Document segment:
________________________
In a curative exception case closely analogous to the present one, Brown v. State Dept. of Personnel, 257 N.J. Super. 84, 607 A.2d 1354 (App. Div. 1992), plaintiff appealed from a decision denying him a veteran's preference on the competitive list for a firefighter position. The issue was whether to apply retroactively an amendment to the veteran's preference statute that added to the definition of "veteran" persons who had participated in the Lebanon, Grenada, Panama, and Desert Storm missions. Id. at 85. We held that the amendment was not curative because it did not clarify, improve, or correct a misapplication of the original law. Id. at 90. Rather, it "created a new class of veterans with substantive rights that did not previously exist." Ibid.

Applying these principles to the present case, we conclude that chapter 74 is not curative.

Petitioner Street subpoenaed and presented the testimony of John Kearns, Jr. Kearns was senior vice-president of risk management for Maher Terminals, a maritime employer. Kearns testified that he had chaired a group titled The New Jersey Coalition of Maritime Employers (Coalition). The Coalition's objective was to induce the Legislature to exclude longshoremen's compensation claims from coverage under New Jersey Workers' Compensation Act and to shift those claims exclusively to compensation under the federal act. To achieve this objective, the Coalition hired a lobbyist.

Kearns drafted the bill that became chapter 74. The bill was adopted as Kearns had drafted it, with one exception: chapter 74 contains the word "infection" which Kearns had not included in his draft. Kearns testified that the lobbyist advised the Coalition that the bill would not pass if the union, the International Longshoremen's Association, opposed it. According to Kearns, he procured the ILA's approval, or at least its neutrality. Consequently, the bill passed.
________________________
Records supplied:
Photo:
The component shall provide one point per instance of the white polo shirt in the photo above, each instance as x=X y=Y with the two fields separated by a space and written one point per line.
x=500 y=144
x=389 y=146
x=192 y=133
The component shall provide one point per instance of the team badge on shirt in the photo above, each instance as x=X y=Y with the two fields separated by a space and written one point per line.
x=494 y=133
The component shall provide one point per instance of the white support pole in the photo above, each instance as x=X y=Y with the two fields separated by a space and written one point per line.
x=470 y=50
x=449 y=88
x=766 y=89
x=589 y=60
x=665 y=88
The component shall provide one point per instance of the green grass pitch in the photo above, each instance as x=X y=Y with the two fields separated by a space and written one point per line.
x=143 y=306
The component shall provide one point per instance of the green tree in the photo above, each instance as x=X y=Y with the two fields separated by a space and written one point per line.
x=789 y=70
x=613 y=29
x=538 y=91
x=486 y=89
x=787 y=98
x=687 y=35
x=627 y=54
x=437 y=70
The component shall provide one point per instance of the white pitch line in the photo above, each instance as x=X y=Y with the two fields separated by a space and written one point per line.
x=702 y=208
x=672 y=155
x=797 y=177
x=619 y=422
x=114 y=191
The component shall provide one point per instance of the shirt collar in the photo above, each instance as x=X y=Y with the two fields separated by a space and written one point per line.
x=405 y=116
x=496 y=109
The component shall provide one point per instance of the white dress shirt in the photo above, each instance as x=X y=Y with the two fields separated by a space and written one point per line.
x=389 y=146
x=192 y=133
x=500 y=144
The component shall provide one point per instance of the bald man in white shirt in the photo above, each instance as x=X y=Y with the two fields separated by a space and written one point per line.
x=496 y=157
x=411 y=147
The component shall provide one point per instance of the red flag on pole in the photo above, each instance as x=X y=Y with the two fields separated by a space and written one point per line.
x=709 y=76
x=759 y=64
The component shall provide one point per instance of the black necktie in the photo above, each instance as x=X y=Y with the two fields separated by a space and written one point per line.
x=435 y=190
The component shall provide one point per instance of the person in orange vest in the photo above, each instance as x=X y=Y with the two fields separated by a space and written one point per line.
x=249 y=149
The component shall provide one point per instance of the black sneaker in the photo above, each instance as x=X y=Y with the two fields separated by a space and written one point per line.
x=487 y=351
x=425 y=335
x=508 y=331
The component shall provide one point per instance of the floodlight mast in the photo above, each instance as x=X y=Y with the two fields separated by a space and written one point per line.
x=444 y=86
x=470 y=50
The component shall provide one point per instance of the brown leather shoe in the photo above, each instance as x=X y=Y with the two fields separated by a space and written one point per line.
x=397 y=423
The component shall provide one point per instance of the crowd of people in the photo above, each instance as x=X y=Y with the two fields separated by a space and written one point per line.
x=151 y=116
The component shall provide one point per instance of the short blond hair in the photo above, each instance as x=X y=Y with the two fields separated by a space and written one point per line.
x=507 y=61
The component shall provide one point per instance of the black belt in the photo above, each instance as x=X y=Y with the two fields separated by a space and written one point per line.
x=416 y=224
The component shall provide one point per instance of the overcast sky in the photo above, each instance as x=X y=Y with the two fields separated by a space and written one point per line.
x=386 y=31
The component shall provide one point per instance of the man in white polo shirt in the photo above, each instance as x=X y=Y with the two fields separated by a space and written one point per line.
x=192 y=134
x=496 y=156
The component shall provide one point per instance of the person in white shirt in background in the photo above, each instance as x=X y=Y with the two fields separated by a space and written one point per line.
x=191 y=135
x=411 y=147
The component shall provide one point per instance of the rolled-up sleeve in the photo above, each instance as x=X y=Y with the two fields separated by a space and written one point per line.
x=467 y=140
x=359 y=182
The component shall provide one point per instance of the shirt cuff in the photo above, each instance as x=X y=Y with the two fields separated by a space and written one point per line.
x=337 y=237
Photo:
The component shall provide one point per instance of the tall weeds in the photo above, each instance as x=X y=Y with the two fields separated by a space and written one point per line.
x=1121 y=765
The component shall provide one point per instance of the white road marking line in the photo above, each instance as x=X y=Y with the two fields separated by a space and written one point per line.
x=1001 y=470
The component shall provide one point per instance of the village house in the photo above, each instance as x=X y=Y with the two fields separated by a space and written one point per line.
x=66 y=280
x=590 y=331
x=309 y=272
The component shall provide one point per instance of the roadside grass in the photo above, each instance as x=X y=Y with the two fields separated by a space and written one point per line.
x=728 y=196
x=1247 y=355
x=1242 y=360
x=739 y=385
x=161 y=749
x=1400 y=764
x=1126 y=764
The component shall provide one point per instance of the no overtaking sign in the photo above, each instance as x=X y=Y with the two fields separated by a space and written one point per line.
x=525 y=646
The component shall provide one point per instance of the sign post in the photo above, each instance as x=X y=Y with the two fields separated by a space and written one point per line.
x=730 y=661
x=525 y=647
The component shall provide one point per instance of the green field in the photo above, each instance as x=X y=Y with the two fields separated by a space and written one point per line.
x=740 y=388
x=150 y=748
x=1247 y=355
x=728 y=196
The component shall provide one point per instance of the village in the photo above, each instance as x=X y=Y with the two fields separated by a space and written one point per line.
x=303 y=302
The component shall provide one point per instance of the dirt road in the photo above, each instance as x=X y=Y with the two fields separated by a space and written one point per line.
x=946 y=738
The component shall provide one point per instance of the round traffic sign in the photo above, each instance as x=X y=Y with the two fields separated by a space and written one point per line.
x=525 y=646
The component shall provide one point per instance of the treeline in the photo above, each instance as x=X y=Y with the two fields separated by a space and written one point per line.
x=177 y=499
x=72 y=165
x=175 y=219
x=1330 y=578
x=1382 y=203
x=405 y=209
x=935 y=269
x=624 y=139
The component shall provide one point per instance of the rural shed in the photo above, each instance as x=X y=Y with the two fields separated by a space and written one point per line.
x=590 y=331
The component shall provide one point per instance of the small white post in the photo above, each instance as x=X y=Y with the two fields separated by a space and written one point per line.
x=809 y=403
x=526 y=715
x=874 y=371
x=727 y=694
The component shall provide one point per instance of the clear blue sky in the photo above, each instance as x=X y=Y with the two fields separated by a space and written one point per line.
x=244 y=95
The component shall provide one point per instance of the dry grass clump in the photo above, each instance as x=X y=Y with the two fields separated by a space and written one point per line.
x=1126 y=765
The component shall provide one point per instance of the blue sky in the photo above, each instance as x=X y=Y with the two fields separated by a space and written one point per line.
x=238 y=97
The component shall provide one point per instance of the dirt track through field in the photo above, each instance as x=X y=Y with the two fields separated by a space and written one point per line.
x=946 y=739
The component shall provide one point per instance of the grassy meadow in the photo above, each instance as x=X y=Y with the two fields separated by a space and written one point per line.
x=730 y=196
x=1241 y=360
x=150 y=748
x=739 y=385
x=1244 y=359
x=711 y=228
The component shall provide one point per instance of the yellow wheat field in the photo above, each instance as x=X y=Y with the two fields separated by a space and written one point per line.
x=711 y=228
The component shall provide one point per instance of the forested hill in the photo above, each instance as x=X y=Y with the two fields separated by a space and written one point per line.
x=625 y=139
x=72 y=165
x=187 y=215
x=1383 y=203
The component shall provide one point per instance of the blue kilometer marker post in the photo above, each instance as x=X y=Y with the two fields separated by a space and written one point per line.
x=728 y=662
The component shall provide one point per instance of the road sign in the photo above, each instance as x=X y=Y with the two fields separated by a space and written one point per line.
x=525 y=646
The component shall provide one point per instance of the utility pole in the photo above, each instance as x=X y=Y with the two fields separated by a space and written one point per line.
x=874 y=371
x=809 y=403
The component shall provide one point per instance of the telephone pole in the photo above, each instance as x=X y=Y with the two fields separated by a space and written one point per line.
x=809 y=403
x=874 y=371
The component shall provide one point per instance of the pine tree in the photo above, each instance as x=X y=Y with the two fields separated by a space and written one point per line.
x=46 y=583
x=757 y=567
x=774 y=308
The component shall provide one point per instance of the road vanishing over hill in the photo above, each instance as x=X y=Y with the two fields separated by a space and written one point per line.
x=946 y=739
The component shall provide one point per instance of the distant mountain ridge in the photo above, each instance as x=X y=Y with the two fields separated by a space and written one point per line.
________________________
Questions to answer:
• A. In the court opinion excerpt, which word appears in chapter 74 that Kearns had left out of his draft?
• B. Extend the court opinion excerpt on chapter 74, picking up after its final sentence.
The material plays no part in what follows.

Results in order:
• A. "Infection."

• B.
Kearns also testified regarding the retroactivity issue. Kearns did not discuss retroactivity with the union leaders because he "didn't think it was going to be retroactive." Kearns estimated that prior to the adoption of the bill approximately 1,500 longshoremen lung cases were pending in the New Jersey Division of Workers' Compensation. According to Kearns, the union would have "killed" the bill if its effect would have been dismissal of the pending cases. Kearns stated that neither he nor the Coalition intended that the amendment be applied retroactively to pending cases.

Although Kearns' testimony has no legal significance regarding the Legislature's intent in adopting chapter 74, it does have some historical value regarding the third exception to the general rule of prospective applications. The third exception considers the parties' expectations.

We are persuaded that the expectations of the parties do not warrant retroactive application of the amendment. To the contrary, petitioners, whose claims had been pending for two years before adoption of the amendment, would have a legitimate expectation that those claims would be resolved under New Jersey's compensation law, and that they would be spared the burden, that is, the inJustice, of refiling their claims in the federal system.

The employer also contends that petitioners did not carry their burden of proof regarding disability. This contention is without merit. The compensation Judge's findings are supported by sufficient credible evidence in the record. Close v. Kordulak Bros., 44 N.J. 589, 599, 210 A.2d 753 (1965).